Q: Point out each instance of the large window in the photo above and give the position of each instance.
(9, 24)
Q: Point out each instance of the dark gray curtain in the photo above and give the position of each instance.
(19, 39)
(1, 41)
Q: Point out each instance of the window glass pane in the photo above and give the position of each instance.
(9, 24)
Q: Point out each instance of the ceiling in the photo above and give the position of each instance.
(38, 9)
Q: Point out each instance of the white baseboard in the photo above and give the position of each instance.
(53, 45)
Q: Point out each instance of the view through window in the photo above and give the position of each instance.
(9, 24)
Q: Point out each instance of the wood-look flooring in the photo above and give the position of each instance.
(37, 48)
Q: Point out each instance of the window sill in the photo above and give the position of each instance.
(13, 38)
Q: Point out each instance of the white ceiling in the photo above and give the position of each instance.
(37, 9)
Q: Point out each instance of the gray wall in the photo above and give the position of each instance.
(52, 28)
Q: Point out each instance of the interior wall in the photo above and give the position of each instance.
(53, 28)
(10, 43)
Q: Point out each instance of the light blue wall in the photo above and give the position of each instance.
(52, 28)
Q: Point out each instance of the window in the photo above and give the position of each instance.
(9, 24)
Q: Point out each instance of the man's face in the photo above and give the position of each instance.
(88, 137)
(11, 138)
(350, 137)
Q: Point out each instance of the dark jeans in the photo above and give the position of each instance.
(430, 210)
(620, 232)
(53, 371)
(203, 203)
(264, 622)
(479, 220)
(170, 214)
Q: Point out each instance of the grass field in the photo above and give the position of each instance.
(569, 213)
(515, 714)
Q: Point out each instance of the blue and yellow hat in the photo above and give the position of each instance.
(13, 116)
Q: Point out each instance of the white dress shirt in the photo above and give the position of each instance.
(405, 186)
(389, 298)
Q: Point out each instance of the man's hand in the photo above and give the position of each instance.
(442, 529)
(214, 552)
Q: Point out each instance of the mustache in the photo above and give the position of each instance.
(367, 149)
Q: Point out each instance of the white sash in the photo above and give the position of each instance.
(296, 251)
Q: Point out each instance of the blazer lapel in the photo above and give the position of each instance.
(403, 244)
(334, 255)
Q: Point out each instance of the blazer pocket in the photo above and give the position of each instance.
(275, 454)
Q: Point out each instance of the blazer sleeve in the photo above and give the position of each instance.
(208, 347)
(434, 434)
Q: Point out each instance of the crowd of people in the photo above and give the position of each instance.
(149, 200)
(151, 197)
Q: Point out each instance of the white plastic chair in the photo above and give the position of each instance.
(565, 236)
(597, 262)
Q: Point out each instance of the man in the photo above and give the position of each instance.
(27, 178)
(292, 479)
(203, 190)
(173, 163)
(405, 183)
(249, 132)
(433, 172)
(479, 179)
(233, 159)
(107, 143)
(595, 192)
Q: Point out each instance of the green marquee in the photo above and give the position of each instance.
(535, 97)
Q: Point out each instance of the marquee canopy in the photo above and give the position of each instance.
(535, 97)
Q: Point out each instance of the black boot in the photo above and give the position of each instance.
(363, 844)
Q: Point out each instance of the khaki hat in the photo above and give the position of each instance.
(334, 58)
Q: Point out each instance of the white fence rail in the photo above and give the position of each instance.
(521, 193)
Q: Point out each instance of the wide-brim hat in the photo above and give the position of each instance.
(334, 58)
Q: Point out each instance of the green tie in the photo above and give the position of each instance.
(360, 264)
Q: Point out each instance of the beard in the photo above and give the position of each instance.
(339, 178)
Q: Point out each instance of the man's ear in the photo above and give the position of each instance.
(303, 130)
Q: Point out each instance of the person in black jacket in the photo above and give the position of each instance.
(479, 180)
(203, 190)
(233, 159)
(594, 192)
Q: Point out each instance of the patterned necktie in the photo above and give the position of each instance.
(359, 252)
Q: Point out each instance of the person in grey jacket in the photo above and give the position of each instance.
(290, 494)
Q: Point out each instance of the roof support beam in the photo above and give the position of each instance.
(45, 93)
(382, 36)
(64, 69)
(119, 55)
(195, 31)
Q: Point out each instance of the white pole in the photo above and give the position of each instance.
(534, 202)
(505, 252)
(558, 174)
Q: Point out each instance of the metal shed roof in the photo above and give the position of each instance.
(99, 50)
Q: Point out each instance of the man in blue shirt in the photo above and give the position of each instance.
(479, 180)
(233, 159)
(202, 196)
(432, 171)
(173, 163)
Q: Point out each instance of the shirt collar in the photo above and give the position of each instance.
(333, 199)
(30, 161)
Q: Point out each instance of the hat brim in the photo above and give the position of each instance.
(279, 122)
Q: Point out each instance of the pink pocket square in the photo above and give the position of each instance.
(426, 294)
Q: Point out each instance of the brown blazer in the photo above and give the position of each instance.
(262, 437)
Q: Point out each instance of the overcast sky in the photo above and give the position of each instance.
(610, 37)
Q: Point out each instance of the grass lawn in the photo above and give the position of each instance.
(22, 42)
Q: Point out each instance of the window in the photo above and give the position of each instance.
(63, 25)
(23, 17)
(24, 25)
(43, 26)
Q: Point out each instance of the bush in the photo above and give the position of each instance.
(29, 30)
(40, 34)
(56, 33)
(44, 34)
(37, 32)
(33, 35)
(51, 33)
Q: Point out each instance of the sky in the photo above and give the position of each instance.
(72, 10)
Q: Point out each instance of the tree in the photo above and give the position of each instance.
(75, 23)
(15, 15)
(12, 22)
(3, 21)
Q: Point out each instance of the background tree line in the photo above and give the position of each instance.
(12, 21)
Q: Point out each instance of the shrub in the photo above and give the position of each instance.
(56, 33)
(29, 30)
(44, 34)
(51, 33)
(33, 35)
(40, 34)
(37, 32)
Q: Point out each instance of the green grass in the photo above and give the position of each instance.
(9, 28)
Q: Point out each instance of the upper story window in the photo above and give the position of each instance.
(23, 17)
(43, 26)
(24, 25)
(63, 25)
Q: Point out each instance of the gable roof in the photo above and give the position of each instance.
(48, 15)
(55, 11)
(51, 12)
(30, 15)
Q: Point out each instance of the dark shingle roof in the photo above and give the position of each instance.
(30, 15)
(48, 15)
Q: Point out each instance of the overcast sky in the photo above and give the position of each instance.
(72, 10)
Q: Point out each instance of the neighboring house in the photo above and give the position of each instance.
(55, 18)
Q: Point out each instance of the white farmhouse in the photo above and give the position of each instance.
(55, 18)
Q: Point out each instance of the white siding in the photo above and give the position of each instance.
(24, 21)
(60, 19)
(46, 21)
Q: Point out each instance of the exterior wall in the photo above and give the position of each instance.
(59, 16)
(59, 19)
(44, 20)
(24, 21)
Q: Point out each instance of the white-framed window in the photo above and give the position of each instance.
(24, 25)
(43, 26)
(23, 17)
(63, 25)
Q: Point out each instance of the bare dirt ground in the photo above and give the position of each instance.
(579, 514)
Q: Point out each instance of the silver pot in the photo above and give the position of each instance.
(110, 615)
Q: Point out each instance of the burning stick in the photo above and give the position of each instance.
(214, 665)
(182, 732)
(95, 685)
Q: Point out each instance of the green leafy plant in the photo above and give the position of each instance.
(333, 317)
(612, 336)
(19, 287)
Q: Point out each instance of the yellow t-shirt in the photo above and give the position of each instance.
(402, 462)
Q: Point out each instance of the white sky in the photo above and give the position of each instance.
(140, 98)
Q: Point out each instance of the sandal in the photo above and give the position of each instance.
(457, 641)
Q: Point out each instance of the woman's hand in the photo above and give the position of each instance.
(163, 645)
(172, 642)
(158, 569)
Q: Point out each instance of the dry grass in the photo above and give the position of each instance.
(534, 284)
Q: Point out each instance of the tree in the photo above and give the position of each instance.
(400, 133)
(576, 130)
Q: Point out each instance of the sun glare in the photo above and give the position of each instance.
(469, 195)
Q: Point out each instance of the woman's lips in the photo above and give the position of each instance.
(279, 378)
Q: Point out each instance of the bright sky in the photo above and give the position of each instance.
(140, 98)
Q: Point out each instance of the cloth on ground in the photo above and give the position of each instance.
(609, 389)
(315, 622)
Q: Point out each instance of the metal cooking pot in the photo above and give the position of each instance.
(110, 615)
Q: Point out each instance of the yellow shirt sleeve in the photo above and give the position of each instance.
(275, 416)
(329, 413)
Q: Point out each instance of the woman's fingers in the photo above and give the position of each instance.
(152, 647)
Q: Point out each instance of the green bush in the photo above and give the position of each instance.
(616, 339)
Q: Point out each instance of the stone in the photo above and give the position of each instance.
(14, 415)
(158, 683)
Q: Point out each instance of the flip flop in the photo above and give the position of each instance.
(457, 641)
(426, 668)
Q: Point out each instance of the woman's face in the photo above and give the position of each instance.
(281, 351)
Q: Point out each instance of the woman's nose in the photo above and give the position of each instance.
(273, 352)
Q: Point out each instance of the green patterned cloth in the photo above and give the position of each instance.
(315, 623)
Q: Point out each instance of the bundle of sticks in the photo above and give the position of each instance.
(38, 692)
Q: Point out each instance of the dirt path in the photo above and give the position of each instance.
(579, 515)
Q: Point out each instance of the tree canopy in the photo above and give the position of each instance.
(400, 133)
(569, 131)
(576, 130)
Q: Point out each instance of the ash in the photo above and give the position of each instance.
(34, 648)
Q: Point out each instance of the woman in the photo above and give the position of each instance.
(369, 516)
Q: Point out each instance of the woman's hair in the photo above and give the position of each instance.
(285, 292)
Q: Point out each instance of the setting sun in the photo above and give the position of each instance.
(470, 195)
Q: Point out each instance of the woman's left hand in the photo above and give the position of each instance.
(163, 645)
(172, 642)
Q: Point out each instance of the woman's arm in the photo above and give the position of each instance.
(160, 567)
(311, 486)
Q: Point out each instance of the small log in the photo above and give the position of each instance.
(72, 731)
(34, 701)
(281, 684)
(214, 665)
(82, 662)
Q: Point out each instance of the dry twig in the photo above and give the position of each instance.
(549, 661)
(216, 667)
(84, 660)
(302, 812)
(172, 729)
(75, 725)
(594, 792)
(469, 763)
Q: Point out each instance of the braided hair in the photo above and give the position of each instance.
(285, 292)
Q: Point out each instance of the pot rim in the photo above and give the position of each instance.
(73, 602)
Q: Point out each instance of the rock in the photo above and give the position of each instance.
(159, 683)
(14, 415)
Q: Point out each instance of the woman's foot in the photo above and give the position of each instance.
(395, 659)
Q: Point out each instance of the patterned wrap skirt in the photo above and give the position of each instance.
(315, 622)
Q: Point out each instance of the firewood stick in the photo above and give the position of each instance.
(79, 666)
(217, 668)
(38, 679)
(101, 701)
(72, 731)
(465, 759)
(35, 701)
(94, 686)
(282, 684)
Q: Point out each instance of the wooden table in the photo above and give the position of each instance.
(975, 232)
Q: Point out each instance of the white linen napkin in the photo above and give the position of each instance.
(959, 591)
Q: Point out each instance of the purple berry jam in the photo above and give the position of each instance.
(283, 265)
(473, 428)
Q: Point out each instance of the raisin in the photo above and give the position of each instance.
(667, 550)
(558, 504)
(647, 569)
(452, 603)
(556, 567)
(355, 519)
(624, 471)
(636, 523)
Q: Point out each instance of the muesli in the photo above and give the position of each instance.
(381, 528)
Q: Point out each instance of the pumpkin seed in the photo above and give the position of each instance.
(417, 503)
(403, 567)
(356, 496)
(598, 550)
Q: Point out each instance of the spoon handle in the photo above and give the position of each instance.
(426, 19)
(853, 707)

......

__Given instruction__
Beginning at the line containing "Q: Point out each instance of the woman's left", repeat each line exactly through the last line of the entries, and include no other lines.

__Task solution__
Q: Point out each instance of the woman's left hand in the photo above and give the position of each instance.
(163, 645)
(172, 642)
Q: Point out each instance of the woman's arm in the photo above and give the position of each instance.
(160, 567)
(311, 486)
Q: Point out each instance of the small log in the photo above and give the position of each instance.
(72, 731)
(34, 701)
(281, 684)
(214, 665)
(82, 662)
Q: Point out each instance of the dry twig in the photo above and give the position of each instance.
(549, 661)
(216, 667)
(84, 660)
(302, 812)
(172, 729)
(75, 725)
(594, 792)
(469, 763)
Q: Point out each instance of the braided hair in the photo above and give the position of each instance.
(285, 292)
Q: Point out each instance of the pot rim in the photo above and give the position of each instance.
(73, 602)
Q: Point out each instance of the rock in the photo above and give the position of each instance.
(159, 683)
(14, 415)
Q: Point out each instance of the woman's foot in the photo above and give the position of each instance.
(395, 659)
Q: Point out each instance of the patterned wrap skirt in the photo above and give the position of each instance.
(315, 622)
Q: Point out each instance of the firewood stick in the photo above and give the position of each instance.
(79, 666)
(217, 668)
(38, 679)
(101, 701)
(72, 731)
(465, 759)
(35, 701)
(94, 686)
(282, 684)
Q: Point out each instance of the wooden table in the photo above and give the position of each instance.
(975, 232)
Q: Point out each instance of the white linen napkin in the photo above and give the position of each instance.
(959, 591)
Q: Point out each instance of the purple berry jam in the photo above and give the position of each instance.
(283, 265)
(473, 428)
Q: Point out each instance of the raisin in the photo above and give the position of each instance.
(667, 550)
(558, 504)
(647, 569)
(452, 603)
(556, 567)
(355, 519)
(624, 471)
(636, 523)
Q: Point out each instance of the muesli in the photo above and give the position of each instance.
(381, 528)
Q: Point out each instance of the pumpkin seed in the photo above and give the position of each instance.
(417, 503)
(403, 567)
(356, 496)
(598, 550)
Q: Point out each instance of the spoon handle in the photo above and give the position of each instance.
(426, 19)
(853, 707)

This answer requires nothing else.